Text block
Q: What are the advantages of attending school four or five days per week?
A: In keeping with the standards of the American Montessori Society and our many 25 years of experience we find that a four or five day per week schedule is best for the Early Childhood (3 to 5 year old) student. There are many reasons for this:
1. Consistency is important to a young child. Between 3 and 5 years of age the child is just beginning to grasp the concept of time; today, tomorrow and yesterday. In order to ensure a smooth transition and normalization period the child needs to attend school consistently so there is no confusion each morning as to whether this is a “school day” or not. We find this is important to toddlers as well, but we offer the partial schedules for them to ease the transition into the school routine for the whole family.
2. Our comprehensive curriculum covers a different topic each day of the week. This curriculum is designed to begin with the most basic concepts at the start of the school year and slowly build on each of them, integrating each subject into the rest of the classroom so that the child can discover how each is interrelated. For instance, at Thanksgiving we combine Monday’s lessons on art with Tuesday’s lessons on seasons and the Thanksgiving Timeline, Wednesday’s study of North America, the original inhabitants and endemic species, Thursday’s literature including stories about Native Americans, Pilgrims, and North American plants and animals and Friday’s study of Botany which includes parts of the plant and which edible plants will be included in our Thanksgiving Feast. If a child has missed only Tuesdays and Thursdays, she has missed a huge portion of this lesson.
3. Our teaching methods are based on the concept of allowing the child plenty of time to practice each skill. In Early Childhood we have found that if a student is attending sporadically his academic, social, and emotional progress will be sporadic as well.
4. Each day the entire class is introduced to new lessons, participates in community roles, such as caring for the pets and updating the calendar, and listens to announcements, often told in storyteller fashion about upcoming events. The class assumes a family like closeness with each member relying upon the others to perform their role, and all working together toward a common goal such as putting on a play or planning a party. A child who is frequently absent often feels left out.
5. Parents occasionally worry that their child is not yet mature enough to attend school five days each week or simply that the parent will miss the child too much. Over time we have seen that when the child is allowed to attend school every day, she quickly becomes more and delights in her. With the child in school the parent has time to get work, shopping, and other adult oriented tasks out of the way so that the rest of the day can be spent on more child oriented activities.
Q: When is my child ready for school?
When your child is walking independently and beginning to use and respond to verbal cues she will benefit enormously from spending some time in our Toddler Classroom. Toddler Class is for children 18 months to 3 years of age. As the child’s first school experience, the nurturing classroom environment offers many enticing activities that facilitate the child’s growth and independence. The teachers are skilled at easing the transition for the new students, introducing them to the possibilities of making their own decisions and moving at their own pace. The child soon recognizes the classroom as a place where everything is to be touched, experimented with and explored.

Provided records
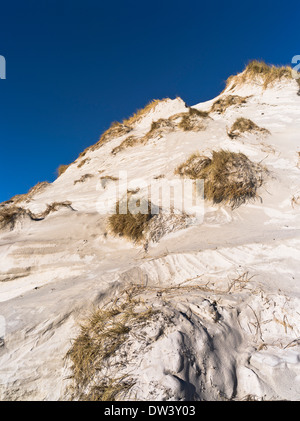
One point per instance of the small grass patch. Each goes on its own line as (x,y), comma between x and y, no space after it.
(99,340)
(129,225)
(83,178)
(223,103)
(139,114)
(268,74)
(61,169)
(83,162)
(243,125)
(129,142)
(156,129)
(229,177)
(193,120)
(11,214)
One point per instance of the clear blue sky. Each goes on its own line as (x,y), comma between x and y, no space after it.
(75,66)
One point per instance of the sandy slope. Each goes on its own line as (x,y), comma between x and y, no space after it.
(220,338)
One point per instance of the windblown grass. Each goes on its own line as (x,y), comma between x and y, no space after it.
(193,120)
(99,340)
(223,103)
(260,71)
(9,215)
(83,178)
(229,177)
(129,225)
(157,129)
(139,114)
(38,188)
(61,169)
(243,125)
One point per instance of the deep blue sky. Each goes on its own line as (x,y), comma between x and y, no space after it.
(75,66)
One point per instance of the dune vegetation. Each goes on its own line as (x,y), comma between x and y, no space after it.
(229,177)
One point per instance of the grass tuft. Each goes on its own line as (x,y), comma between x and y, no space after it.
(193,120)
(11,214)
(129,225)
(221,105)
(100,338)
(256,69)
(243,125)
(61,169)
(229,177)
(139,114)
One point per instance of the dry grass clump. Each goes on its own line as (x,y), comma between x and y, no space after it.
(9,215)
(61,169)
(139,114)
(94,350)
(129,225)
(243,125)
(193,120)
(83,178)
(157,129)
(83,162)
(229,177)
(193,166)
(106,179)
(129,142)
(221,105)
(38,188)
(268,74)
(114,131)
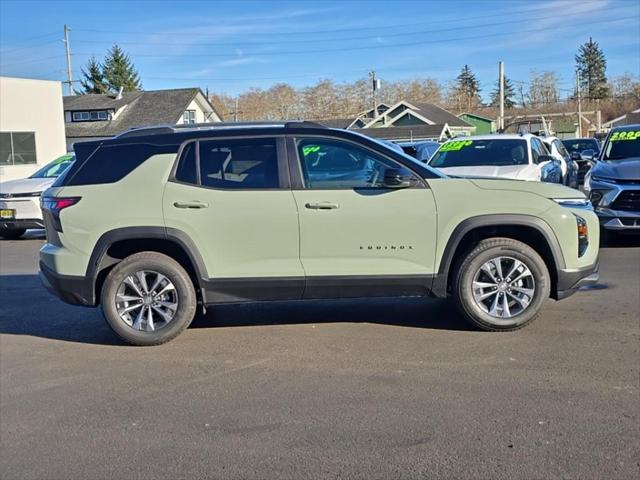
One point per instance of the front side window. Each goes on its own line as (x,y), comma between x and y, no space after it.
(331,164)
(238,164)
(471,153)
(17,148)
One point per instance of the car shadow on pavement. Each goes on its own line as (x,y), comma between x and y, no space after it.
(28,309)
(619,240)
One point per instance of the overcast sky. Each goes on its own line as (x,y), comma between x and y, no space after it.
(232,46)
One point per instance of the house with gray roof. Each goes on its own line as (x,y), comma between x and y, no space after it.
(405,121)
(96,116)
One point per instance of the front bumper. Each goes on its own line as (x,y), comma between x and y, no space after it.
(70,289)
(569,281)
(614,214)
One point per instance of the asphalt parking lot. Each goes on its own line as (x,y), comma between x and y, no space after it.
(341,389)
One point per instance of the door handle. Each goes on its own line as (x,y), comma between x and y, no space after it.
(191,204)
(322,206)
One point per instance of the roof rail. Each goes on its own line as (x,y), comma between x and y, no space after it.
(167,128)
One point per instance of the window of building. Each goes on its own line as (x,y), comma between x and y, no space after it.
(17,148)
(90,116)
(189,116)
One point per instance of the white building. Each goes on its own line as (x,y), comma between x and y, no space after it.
(31,125)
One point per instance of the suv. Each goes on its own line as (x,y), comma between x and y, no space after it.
(159,223)
(514,156)
(613,183)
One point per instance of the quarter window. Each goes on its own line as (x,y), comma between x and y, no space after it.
(17,148)
(330,164)
(238,164)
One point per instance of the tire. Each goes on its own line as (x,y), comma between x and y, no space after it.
(522,308)
(137,330)
(12,233)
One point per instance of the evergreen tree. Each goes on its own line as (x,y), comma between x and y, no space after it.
(509,94)
(93,81)
(592,65)
(467,89)
(119,71)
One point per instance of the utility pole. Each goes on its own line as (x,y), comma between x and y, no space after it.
(375,86)
(501,86)
(67,47)
(579,102)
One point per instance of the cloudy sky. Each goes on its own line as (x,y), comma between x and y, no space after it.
(232,46)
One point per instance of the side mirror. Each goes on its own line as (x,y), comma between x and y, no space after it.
(546,158)
(588,155)
(398,178)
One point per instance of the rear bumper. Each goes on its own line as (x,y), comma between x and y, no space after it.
(569,281)
(70,289)
(17,224)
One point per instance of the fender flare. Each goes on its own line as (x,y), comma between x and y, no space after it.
(441,280)
(181,239)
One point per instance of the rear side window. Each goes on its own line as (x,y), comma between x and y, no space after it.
(111,163)
(230,164)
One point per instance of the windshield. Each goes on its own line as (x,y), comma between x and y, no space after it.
(56,168)
(473,153)
(581,145)
(622,145)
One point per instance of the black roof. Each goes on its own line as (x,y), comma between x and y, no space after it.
(166,135)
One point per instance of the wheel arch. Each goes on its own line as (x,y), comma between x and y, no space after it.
(115,245)
(528,229)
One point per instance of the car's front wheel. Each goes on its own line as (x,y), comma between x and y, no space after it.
(148,299)
(501,284)
(12,233)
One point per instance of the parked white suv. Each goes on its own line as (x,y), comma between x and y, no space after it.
(513,156)
(559,152)
(20,199)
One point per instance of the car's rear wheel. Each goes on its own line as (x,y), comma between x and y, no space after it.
(148,299)
(12,233)
(501,284)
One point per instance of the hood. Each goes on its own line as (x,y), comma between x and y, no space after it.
(26,185)
(546,190)
(628,169)
(486,171)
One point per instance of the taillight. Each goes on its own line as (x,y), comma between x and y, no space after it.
(54,205)
(583,235)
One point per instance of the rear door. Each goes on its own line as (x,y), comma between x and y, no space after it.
(233,200)
(359,237)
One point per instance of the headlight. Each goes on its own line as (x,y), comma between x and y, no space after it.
(583,235)
(573,202)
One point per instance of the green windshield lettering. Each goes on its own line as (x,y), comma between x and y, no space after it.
(455,145)
(310,149)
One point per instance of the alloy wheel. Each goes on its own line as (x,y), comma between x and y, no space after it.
(146,300)
(503,287)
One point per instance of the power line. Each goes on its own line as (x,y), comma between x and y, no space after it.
(374,47)
(312,32)
(368,37)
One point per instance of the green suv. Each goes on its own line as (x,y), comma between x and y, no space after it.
(161,222)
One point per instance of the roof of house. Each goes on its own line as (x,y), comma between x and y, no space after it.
(439,115)
(403,133)
(335,122)
(475,115)
(141,108)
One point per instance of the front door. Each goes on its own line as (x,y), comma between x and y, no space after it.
(360,235)
(232,198)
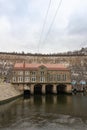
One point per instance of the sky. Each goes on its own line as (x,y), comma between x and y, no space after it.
(21,26)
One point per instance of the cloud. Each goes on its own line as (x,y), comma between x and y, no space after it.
(21,23)
(78,24)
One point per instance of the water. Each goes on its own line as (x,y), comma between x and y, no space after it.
(62,112)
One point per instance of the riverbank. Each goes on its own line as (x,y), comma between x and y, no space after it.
(8,93)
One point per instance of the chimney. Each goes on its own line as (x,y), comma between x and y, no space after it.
(24,65)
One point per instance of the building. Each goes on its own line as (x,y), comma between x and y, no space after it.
(42,78)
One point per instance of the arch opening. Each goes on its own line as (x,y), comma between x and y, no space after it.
(49,89)
(26,93)
(38,89)
(61,89)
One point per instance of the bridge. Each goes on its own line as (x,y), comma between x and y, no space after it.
(42,78)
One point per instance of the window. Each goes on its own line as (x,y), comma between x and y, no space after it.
(33,73)
(33,79)
(14,79)
(42,79)
(64,77)
(42,73)
(58,77)
(50,77)
(20,79)
(20,72)
(27,72)
(27,79)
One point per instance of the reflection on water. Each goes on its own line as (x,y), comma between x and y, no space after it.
(62,112)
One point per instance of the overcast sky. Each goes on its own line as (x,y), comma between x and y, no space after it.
(21,23)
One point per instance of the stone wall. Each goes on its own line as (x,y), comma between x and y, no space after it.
(77,63)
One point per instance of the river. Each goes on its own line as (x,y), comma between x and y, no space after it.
(62,112)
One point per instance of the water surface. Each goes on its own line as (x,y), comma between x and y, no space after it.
(62,112)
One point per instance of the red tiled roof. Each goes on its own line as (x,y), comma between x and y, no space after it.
(36,66)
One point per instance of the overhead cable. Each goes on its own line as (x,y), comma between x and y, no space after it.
(44,24)
(52,21)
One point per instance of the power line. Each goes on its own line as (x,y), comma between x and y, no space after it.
(52,21)
(44,24)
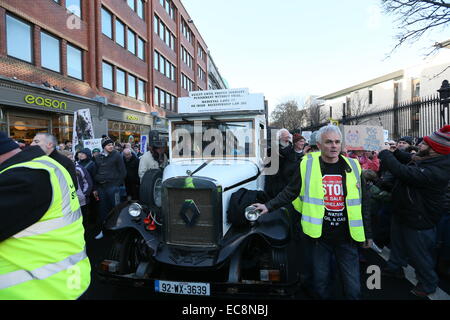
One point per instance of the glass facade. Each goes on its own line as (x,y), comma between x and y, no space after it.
(50,52)
(122,131)
(16,29)
(74,62)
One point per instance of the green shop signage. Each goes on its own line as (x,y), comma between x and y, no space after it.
(45,102)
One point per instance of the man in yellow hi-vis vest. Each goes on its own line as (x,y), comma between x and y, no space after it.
(328,190)
(42,248)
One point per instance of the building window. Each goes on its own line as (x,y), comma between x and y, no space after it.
(131,86)
(186,83)
(140,9)
(141,90)
(107,76)
(416,90)
(141,49)
(106,23)
(74,6)
(50,52)
(16,29)
(74,62)
(120,33)
(164,33)
(131,45)
(120,81)
(201,74)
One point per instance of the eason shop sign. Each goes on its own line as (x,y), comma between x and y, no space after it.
(45,102)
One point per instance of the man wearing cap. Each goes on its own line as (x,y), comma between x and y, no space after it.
(329,192)
(42,248)
(404,143)
(418,206)
(109,175)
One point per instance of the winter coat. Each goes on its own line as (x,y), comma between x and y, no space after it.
(88,163)
(25,194)
(132,167)
(110,169)
(85,184)
(147,162)
(418,195)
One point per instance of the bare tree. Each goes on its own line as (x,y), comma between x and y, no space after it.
(287,115)
(417,17)
(358,106)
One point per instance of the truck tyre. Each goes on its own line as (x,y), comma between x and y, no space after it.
(150,191)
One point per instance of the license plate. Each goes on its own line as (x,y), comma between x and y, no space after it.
(186,288)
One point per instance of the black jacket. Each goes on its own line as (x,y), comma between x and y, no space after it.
(418,196)
(25,194)
(292,191)
(66,163)
(110,169)
(132,167)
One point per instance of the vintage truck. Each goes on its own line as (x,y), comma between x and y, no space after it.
(178,239)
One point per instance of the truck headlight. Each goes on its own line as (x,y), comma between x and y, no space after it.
(135,210)
(251,213)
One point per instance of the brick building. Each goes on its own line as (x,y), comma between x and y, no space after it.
(125,60)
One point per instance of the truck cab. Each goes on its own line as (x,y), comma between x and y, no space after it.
(189,233)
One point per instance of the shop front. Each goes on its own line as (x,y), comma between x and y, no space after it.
(127,126)
(26,110)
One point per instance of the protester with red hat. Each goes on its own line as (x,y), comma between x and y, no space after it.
(418,207)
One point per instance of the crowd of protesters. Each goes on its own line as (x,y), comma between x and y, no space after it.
(402,192)
(102,177)
(408,193)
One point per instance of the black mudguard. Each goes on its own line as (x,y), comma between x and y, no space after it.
(120,219)
(274,227)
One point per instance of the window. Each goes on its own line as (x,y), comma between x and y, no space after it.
(131,42)
(106,23)
(140,9)
(164,33)
(131,4)
(74,6)
(50,52)
(173,76)
(156,24)
(120,81)
(120,33)
(107,76)
(141,49)
(186,83)
(156,97)
(156,60)
(162,64)
(141,90)
(416,90)
(74,62)
(16,29)
(131,86)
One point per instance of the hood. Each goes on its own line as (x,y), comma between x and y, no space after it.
(225,172)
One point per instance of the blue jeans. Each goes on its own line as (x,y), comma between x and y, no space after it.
(418,248)
(109,198)
(347,262)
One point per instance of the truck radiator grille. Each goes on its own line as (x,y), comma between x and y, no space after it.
(202,232)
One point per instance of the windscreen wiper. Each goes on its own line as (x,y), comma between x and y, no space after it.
(204,164)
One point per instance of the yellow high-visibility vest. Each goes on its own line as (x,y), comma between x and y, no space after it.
(47,260)
(310,202)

Your assignment
Please continue the Montessori school FAQ, picking up right after its final sentence.

Answer to this task
The Toddler student is free to choose from a variety of activities carefully prepared to offer experiences in large and fine motor control, discerning shapes, colors, textures, tastes, and sounds. The child enjoys didactic materials which focus on developing independence skills such as pouring, sweeping, sponging, and buttoning. The child’s confidence grows noticeably with her autonomy.
As in every Montessori classroom, the entire room is designed to meet the needs of the child. Everything is safe and meant to be touched. Adults use simple, respectful language and always get down to the child’s level to communicate. Fine art and music are a part of the rich classroom experience.
The student emerges from Toddler Class with a strong sense of self. The child is responsible for making choices, putting things away, dressing himself, and taking care of his own hygiene. He feels confident in trying something new and knows how to ask for help when he needs it. He has explored many concepts sensorially and creatively and is ready to build upon these as well as social and academic skills in the Early Childhood Class.
Q: What is Montessori?
The Montessori education system is based on the philosophy of Maria Montessori. She was the first woman to graduate as a doctor of medicine in Italy at the turn of the century. She began working with poor children, establishing a school, or “Casa de Bambini”, which provided a child-oriented environment in which the children worked on specific skills such as buttoning, sweeping, reading and math. This class of underprivileged children soon exceeded the goals for children in the traditional schools. The Montessori Methodtoday is world-wide and very much the same as it was 100 years ago. For more details, visit our Why Montessori page.
Q: Is Montessori a franchise?
Since “Montessori” is a person’s name it cannot be copyrighted. Anyone is free to use the name whether or not their program includes Montessori techniques, equipment or certified staff. The test of a true Montessori school includes asking for American Montessori Society (AMS), International Montessori Council (IMC) or Association Montessori Internationale (AMI) credentials for staff members and for the school as a whole. Parents should be welcome to observe classes and will notice a happy, harmonious atmosphere, respect of teachers for children, respect of children for teachers, and a full complement of well-cared for, authentic Montessori materials in each class.
Q: Is Montessori education religious in nature?
We honor the spirituality of the child at Soaring Wings but do not espouse any particular religious belief. As a school we celebrate human diversity and incorporate traditions from many different cultures and religions into our classroom studies.
Q: Should I sign my child up for early childhood or elementary prep?
The Elementary Prep Class allows the 4-6 year old to enjoy a morning work period including practical life, sensorial, art, music, science, geography, language, math and penmanship. During lunch the focus is on etiquette, nutrition, and the practical life activities of setting a table and washing dishes. Free time follows lunch and many include sledding in winter, large motor games, and nature walks. During the final portion of the day the child enjoys a work period focusing upon academic skills. This provides the opportunity to practice reading, writing, and math operations. Group lessons, spelling, grammar, and gloden bead math are also presented. The Elementary Prep class also joins the Elementary class for occasional field trips or cultural lessons.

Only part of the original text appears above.